Requirement: Replace each occurrence of "instance" in the lines below with "object" and leave the rest unchanged.

*** Material for this task

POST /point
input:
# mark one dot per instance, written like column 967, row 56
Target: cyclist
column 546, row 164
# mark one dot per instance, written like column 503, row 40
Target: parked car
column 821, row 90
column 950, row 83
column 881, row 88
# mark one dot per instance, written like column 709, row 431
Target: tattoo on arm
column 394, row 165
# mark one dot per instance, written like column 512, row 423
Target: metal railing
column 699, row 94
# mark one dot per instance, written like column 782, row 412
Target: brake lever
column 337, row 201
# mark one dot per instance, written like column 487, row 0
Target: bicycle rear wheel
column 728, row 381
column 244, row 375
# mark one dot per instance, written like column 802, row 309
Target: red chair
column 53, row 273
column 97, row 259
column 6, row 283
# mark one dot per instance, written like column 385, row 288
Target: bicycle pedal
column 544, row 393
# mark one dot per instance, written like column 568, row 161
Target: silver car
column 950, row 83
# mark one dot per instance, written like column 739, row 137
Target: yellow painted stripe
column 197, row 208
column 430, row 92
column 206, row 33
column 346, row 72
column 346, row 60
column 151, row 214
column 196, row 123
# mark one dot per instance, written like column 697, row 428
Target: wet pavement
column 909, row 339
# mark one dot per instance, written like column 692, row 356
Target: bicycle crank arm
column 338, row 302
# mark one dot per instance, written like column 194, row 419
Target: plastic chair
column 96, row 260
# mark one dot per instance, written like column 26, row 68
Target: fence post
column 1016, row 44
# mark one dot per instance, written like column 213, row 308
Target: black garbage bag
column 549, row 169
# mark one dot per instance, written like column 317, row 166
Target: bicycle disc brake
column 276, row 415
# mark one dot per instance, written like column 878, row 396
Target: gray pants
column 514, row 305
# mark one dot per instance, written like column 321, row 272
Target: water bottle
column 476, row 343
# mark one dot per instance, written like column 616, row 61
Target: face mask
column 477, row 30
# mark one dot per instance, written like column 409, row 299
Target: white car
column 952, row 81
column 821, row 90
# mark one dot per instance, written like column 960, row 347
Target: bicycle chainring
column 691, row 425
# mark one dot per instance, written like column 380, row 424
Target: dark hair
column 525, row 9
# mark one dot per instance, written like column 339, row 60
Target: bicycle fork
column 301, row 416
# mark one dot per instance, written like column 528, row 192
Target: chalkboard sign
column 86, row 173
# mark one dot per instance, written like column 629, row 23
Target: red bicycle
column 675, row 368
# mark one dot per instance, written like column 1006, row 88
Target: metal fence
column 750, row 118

******

Exercise output:
POST /point
input:
# mark one dot per object, written like column 967, row 56
Target: cyclist
column 546, row 164
# mark one dot per object, written like column 503, row 40
Target: parked car
column 821, row 90
column 950, row 83
column 881, row 88
# mark one dot per object, written like column 709, row 431
Target: tattoo on arm
column 394, row 165
# mark one dot per object, written like column 512, row 423
Target: metal railing
column 699, row 94
# mark one dot per object, written like column 782, row 412
Target: brake lever
column 337, row 201
# mark one dot per object, written like column 487, row 0
Target: bicycle rear wheel
column 728, row 381
column 244, row 375
# mark one dot per object, written like column 802, row 309
Target: red chair
column 53, row 273
column 97, row 259
column 6, row 283
# mark one dot per object, written like column 385, row 288
Target: bicycle pedal
column 544, row 393
# mark one dot per object, written like column 568, row 161
Target: silver car
column 950, row 83
# mark one dot per object, written like column 739, row 137
Target: yellow painted stripe
column 197, row 208
column 430, row 92
column 206, row 33
column 346, row 72
column 346, row 60
column 151, row 214
column 196, row 123
# mark one dot per object, written like column 697, row 428
Target: wet pavement
column 909, row 339
# mark one dot per object, written like column 692, row 356
Target: bicycle crank arm
column 338, row 302
# mark one dot per object, written like column 194, row 419
Target: plastic chair
column 96, row 260
# mark one dot per object, written like column 26, row 68
Target: fence post
column 1016, row 44
# mark one dot per object, written like column 213, row 308
Target: black garbage bag
column 549, row 169
# mark one dot per object, written like column 317, row 166
Target: bicycle disc brake
column 276, row 415
# mark one dot per object, written like column 878, row 396
Target: gray pants
column 514, row 305
# mark one dot per object, written like column 321, row 272
Target: water bottle
column 476, row 343
# mark one dot per object, written like column 616, row 61
Target: face mask
column 477, row 30
# mark one dot per object, written like column 409, row 299
Target: white car
column 952, row 81
column 821, row 90
# mark one dot per object, written like column 960, row 347
Target: bicycle chainring
column 691, row 425
# mark one dot per object, written like column 380, row 424
Target: dark hair
column 525, row 9
# mark one dot per object, written like column 339, row 60
Target: bicycle fork
column 301, row 416
# mark one dot per object, written like column 528, row 192
Target: chalkboard sign
column 86, row 173
# mark one dot per object, written like column 629, row 23
Target: red bicycle
column 675, row 368
# mark one dot per object, written like column 1006, row 88
Target: metal fence
column 750, row 118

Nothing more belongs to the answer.